STATED PROBLEM — Extract each record and reproduce it exactly.

DATASET CONTENT —
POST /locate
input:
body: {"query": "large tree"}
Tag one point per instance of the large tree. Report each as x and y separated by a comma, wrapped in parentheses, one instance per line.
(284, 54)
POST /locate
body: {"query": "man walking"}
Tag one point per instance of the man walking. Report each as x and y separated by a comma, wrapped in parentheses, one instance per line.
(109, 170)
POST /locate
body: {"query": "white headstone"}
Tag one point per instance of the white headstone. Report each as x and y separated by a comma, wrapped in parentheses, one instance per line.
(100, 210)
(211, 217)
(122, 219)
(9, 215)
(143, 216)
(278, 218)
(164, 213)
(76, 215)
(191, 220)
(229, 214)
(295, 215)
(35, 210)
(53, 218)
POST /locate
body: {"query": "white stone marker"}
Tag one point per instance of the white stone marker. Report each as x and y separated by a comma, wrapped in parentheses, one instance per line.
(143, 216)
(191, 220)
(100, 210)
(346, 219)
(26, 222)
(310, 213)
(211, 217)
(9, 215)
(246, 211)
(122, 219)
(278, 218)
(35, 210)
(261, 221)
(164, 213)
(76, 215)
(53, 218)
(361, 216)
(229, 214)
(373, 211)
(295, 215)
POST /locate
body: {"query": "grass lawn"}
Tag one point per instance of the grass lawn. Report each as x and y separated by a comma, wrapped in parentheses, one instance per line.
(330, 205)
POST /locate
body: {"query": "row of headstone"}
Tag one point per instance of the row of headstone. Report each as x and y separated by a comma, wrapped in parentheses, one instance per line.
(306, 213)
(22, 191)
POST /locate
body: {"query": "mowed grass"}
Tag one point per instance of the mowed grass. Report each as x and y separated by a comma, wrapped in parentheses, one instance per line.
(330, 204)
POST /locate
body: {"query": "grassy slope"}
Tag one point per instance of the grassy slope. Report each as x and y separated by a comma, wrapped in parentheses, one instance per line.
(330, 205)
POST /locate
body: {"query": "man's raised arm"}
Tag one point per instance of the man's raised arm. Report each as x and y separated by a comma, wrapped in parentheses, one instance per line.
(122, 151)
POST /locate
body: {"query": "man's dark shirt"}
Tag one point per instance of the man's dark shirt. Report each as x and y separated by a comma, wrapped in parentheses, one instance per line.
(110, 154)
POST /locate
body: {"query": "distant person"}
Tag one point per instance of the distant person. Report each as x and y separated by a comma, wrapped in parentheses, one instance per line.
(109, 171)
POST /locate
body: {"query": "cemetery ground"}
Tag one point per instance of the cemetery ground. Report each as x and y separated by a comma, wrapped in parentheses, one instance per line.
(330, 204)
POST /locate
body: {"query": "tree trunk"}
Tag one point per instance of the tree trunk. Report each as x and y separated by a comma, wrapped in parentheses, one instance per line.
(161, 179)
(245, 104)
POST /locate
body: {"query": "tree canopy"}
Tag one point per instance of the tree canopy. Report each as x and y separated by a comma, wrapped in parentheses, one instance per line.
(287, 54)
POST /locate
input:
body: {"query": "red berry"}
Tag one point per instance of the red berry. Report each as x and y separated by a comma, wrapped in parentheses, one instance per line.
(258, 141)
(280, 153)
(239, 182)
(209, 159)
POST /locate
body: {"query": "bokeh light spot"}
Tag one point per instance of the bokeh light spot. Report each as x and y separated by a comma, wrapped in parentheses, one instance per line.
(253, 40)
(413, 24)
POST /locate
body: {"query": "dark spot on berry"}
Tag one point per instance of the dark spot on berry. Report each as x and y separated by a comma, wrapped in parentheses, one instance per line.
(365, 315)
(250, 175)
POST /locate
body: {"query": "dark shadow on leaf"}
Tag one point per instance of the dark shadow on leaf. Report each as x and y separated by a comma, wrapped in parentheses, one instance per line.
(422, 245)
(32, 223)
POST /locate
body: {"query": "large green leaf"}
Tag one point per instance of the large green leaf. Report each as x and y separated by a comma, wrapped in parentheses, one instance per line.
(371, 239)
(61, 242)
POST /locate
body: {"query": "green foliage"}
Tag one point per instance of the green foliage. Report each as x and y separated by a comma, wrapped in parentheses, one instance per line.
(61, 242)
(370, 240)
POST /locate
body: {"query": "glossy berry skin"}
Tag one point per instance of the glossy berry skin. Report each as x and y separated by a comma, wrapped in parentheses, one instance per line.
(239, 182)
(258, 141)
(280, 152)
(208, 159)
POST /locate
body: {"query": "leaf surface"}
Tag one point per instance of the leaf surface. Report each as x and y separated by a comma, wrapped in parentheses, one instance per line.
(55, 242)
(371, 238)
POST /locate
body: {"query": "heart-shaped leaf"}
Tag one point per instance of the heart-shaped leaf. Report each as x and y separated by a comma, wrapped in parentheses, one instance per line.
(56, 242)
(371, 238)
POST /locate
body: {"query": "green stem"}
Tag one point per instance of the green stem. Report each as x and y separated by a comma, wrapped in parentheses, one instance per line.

FULL OUTPUT —
POST /locate
input:
body: {"query": "large tree"}
Tag one point per instance of the large tree. Report each as x and y separated by a comma, wrapped in parentheses, one instance per line.
(284, 54)
POST /locate
body: {"query": "man walking"}
Tag one point per instance of the man walking. Report each as x and y separated by a comma, wrapped in parentheses, one instance per line.
(109, 170)
POST /locate
body: {"query": "white headstone"}
Tag one point per instance of the white headstone. Report each as x and y separated by a comma, wrapped in parentheses, one instance per line.
(100, 210)
(211, 217)
(122, 219)
(9, 215)
(143, 216)
(278, 218)
(164, 213)
(76, 215)
(191, 220)
(229, 214)
(295, 215)
(35, 210)
(53, 218)
POST /locate
body: {"query": "white stone marker"}
Tag one point per instance of the white stone marker. Report each as x and y separated by a comma, wrapped in parentheses, one instance per line.
(143, 216)
(191, 220)
(100, 210)
(346, 219)
(26, 222)
(310, 213)
(211, 217)
(9, 215)
(246, 211)
(122, 219)
(278, 218)
(35, 210)
(261, 221)
(164, 213)
(76, 215)
(53, 218)
(361, 216)
(229, 214)
(373, 211)
(295, 215)
POST /locate
body: {"query": "grass lawn"}
Tag one point per instance of the grass lawn. Report each as x and y separated by a comma, wrapped in parentheses, one instance per line.
(330, 205)
POST /locate
body: {"query": "row of headstone"}
Tag one point per instance of the row of headstone. Report each as x and y separated by a comma, wrapped in parentheses, one instance per line.
(306, 213)
(22, 191)
POST /locate
body: {"query": "mowed grass"}
Tag one point per instance of the mowed grass. Report each as x and y separated by a comma, wrapped in parentheses, one instance per line.
(330, 204)
POST /locate
body: {"query": "grassy slope"}
Tag one point per instance of the grassy slope. Report each as x and y separated by a comma, wrapped in parentheses, one instance per line.
(330, 205)
POST /locate
body: {"query": "man's raised arm"}
Tag one point per instance of the man's raised arm. Report each as x and y separated by a comma, wrapped in parentheses, one instance per line.
(122, 151)
POST /locate
body: {"query": "man's dark shirt"}
Tag one point per instance of the man's dark shirt. Report each as x and y separated by a comma, wrapped in parentheses, one instance per line.
(110, 154)
POST /locate
body: {"query": "distant person"}
Tag one point per instance of the distant person. Report each as x and y separated by a comma, wrapped in parentheses, one instance per line.
(109, 171)
POST /locate
body: {"query": "cemetery ground"}
Tag one point per instance of the cemetery ground. Report each as x and y separated by a comma, wrapped in parentheses, one instance per line.
(330, 204)
POST /locate
body: {"query": "tree trunk"}
Tag one point per instance of the tree trunk. Report each as x and y separated by a comma, wrapped in parentheses, one instance per line.
(161, 179)
(245, 104)
POST /locate
body: {"query": "tree canopy"}
Tag one point per instance of the tree canopy. Report each as x and y separated by a comma, wrapped in parentheses, one instance per line.
(287, 54)
POST /locate
input:
body: {"query": "red berry"}
Tag one point per instance of the red berry. Report each as x and y separated by a comma, wrapped in parentheses, one instance per line.
(258, 141)
(280, 153)
(239, 182)
(209, 159)
POST /locate
body: {"query": "bokeh light spot"}
Tag one point per instance of the bokeh light spot. Report each as x and y separated by a comma, wrapped in parentheses, one instance per line.
(253, 40)
(413, 24)
POST /locate
body: {"query": "dark spot on berry"}
Tag one point per instance of the dark spot on berry. Report each as x and y separated by a comma, wrapped in parentheses, one instance per line.
(365, 315)
(250, 175)
POST /locate
body: {"query": "dark shadow on leaf"}
Tag one point per instance of the dark shadow on leaf. Report each as x and y separated by a comma, wrapped in parentheses, one instance per line.
(422, 245)
(32, 223)
POST /locate
body: {"query": "large green leaf"}
Tag one point per instance of the large green leaf. Report each as x and y separated by a comma, wrapped in parentheses, one instance per line.
(371, 239)
(61, 242)
POST /locate
body: {"query": "green foliage"}
Tag one point per instance of the green foliage. Report each as x and y separated by a comma, wrapped in parentheses, one instance per line.
(61, 242)
(370, 240)
POST /locate
body: {"query": "glossy berry skin"}
Tag one point per instance of the glossy berry skin. Report each as x and y separated by a comma, wrapped in parentheses, one instance per line.
(239, 182)
(258, 141)
(280, 152)
(208, 159)
POST /locate
body: {"query": "leaf surface"}
Tag one point per instance of the leaf surface. Report each as x and y separated by a comma, wrapped in parentheses, one instance per line.
(55, 242)
(371, 238)
POST /locate
body: {"query": "heart-shaped leaf"}
Tag one point per instance of the heart-shaped leaf. Report each as x and y separated by a comma, wrapped in parentheses, one instance per line.
(56, 242)
(371, 238)
POST /locate
body: {"query": "green stem"}
Tag one point per instance of the green stem. Report each as x and y separated by a comma, wrapped in parentheses, one instance per line.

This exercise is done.